-- HOW TO COMPLETE THIS TASK --
Copy out the records from the line containing "907L859 905L797 923L781" through the line containing "positive clicks: (782, 934)", both lines included, with every character unchanged.

====== INFORMATION SUPPLIED ======

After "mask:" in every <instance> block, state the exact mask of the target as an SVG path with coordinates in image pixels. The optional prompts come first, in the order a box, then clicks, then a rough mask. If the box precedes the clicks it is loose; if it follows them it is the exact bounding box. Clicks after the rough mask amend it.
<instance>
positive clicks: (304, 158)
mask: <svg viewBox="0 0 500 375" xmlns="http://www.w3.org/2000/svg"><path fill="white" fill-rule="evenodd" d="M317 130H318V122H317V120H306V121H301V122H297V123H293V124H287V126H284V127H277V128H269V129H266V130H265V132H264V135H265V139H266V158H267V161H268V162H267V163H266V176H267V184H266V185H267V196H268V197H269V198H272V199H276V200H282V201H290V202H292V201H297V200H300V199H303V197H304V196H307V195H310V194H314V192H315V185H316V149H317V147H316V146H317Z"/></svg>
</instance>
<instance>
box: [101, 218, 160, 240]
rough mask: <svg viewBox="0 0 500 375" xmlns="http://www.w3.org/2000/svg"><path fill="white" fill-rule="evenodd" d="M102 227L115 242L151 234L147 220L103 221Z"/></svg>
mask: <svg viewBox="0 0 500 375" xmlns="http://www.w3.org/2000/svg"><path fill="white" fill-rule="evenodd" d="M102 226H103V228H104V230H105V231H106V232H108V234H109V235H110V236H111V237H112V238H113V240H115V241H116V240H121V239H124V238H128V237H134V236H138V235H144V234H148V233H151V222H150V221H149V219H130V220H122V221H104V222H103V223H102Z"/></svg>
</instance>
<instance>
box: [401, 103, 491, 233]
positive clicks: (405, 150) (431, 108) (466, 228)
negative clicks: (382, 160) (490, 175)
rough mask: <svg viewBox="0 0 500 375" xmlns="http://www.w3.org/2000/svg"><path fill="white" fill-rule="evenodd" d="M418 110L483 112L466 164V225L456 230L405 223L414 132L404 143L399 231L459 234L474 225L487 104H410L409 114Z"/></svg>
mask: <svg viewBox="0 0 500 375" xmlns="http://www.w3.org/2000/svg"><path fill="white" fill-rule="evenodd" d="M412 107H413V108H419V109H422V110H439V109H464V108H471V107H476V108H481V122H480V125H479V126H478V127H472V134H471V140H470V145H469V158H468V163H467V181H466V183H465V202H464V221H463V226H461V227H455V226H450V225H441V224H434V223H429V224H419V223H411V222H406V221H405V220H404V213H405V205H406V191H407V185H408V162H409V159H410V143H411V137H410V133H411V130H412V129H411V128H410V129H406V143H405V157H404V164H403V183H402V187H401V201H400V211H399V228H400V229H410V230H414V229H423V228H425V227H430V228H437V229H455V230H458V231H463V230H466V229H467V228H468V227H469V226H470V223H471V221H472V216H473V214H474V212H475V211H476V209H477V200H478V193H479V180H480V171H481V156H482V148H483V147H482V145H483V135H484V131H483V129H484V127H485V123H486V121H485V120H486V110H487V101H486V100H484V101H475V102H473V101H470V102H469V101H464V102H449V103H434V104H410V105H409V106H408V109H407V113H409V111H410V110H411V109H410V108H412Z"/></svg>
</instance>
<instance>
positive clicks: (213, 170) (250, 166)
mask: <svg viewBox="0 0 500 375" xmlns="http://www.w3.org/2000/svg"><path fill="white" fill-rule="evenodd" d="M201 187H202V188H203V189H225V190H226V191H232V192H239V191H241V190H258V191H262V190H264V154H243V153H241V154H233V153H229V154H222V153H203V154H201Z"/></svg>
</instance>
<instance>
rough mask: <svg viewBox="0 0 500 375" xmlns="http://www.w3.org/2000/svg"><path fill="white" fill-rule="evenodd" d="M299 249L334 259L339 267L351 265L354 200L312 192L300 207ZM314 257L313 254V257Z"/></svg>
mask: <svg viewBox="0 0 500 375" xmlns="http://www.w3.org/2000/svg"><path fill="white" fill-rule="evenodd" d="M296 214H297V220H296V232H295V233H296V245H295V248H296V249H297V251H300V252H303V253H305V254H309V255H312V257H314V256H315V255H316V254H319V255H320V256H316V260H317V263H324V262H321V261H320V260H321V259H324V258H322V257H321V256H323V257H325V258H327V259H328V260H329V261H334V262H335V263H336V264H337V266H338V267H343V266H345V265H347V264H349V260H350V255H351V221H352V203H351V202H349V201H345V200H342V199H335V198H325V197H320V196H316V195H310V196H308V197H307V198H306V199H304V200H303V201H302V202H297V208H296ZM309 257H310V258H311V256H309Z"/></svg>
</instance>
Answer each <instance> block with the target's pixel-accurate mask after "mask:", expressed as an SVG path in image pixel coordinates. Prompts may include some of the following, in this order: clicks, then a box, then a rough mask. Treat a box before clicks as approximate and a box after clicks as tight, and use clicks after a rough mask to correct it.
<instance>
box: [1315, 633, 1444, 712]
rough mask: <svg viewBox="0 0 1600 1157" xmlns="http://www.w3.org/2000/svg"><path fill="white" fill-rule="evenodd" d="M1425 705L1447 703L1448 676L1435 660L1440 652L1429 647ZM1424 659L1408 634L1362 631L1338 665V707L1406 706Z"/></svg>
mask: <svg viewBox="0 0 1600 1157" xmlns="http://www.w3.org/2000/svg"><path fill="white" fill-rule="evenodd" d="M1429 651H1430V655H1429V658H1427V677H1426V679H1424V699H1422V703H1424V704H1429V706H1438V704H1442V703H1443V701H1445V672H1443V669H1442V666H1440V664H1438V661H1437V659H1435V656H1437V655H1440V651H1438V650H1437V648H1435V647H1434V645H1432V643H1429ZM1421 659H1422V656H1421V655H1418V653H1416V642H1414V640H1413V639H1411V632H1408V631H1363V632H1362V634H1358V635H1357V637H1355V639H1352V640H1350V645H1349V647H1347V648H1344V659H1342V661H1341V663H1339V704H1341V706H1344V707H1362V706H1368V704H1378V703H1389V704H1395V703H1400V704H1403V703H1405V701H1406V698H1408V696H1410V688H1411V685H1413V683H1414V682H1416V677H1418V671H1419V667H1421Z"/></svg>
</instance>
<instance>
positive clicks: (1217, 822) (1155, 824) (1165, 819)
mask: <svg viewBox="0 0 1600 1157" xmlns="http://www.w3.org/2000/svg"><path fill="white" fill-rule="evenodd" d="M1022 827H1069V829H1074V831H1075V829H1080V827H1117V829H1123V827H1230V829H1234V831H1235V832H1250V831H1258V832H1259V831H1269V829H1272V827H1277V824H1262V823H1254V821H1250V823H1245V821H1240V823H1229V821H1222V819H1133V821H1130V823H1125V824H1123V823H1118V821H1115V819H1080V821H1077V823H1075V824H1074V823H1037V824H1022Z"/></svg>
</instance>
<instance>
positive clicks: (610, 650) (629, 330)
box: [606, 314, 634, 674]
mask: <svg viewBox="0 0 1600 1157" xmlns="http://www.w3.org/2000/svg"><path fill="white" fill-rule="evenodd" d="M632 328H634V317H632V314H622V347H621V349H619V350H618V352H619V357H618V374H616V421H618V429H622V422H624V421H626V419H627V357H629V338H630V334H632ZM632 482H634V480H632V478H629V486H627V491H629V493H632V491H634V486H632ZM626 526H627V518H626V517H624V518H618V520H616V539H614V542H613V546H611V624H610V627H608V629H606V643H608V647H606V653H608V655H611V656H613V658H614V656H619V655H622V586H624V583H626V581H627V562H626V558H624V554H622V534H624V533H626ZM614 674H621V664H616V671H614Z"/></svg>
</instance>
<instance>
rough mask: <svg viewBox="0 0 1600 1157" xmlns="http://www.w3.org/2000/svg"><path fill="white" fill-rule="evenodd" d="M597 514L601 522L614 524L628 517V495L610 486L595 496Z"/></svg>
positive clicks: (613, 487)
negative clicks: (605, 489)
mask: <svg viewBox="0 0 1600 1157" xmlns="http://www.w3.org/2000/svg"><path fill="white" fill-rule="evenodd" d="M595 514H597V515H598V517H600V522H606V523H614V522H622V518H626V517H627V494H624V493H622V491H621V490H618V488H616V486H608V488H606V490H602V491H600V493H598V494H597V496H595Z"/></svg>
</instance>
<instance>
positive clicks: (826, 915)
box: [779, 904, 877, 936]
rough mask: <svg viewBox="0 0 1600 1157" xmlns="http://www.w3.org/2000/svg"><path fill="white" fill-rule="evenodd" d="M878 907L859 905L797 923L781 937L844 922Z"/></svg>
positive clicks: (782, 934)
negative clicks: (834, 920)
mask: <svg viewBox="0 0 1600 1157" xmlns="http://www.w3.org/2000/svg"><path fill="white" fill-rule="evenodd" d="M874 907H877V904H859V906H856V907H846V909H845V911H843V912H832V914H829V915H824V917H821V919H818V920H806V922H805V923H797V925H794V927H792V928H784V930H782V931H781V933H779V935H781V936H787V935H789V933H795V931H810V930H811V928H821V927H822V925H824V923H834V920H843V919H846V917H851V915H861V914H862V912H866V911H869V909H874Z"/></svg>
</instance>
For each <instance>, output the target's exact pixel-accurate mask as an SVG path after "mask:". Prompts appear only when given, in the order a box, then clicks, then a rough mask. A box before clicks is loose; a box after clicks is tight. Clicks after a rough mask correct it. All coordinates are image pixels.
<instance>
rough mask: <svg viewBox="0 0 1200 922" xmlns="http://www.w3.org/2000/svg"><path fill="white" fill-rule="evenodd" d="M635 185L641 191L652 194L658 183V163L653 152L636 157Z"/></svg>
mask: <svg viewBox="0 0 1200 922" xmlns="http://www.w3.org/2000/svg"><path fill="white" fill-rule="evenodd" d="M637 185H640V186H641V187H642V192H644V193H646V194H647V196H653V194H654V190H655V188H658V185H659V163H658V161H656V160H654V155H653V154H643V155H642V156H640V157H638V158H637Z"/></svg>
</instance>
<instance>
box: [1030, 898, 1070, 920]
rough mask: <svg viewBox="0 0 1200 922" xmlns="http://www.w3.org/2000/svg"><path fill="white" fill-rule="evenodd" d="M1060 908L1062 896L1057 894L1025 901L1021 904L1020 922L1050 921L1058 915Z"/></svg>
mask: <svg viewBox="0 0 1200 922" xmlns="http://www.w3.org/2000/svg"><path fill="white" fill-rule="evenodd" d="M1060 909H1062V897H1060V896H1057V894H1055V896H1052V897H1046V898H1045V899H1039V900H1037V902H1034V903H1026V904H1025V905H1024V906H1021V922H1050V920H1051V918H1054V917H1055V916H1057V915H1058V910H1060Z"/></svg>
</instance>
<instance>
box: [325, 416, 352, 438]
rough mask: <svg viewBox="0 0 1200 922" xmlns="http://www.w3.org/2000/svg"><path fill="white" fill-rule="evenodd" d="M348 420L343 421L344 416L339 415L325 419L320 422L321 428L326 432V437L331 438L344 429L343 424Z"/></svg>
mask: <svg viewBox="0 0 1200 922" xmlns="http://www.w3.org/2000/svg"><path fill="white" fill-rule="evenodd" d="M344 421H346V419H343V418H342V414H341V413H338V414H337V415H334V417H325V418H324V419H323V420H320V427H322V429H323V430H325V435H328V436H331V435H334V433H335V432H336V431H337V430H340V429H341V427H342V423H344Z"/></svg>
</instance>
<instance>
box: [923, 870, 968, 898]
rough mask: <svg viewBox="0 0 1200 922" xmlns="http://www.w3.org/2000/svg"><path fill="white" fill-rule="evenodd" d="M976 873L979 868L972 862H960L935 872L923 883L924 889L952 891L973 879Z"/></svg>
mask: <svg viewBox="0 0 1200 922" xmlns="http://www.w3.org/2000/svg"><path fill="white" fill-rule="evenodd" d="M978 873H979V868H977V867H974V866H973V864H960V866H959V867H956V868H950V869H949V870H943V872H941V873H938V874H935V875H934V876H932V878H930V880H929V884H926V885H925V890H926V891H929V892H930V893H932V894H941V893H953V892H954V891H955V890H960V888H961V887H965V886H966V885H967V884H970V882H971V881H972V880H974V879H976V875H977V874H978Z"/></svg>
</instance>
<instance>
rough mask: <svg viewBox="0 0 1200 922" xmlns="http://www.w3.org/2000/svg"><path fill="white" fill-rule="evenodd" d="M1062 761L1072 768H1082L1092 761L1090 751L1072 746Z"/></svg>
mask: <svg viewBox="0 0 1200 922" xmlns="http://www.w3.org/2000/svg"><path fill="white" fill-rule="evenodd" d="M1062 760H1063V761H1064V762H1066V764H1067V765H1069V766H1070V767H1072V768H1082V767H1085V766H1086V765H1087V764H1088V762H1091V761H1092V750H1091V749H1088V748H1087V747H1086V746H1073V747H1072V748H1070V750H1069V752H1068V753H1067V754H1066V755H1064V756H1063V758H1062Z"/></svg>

======

-- RESULT BELOW --
rough mask: <svg viewBox="0 0 1600 1157" xmlns="http://www.w3.org/2000/svg"><path fill="white" fill-rule="evenodd" d="M878 907L859 905L797 923L781 937L844 922Z"/></svg>
positive clicks: (782, 934)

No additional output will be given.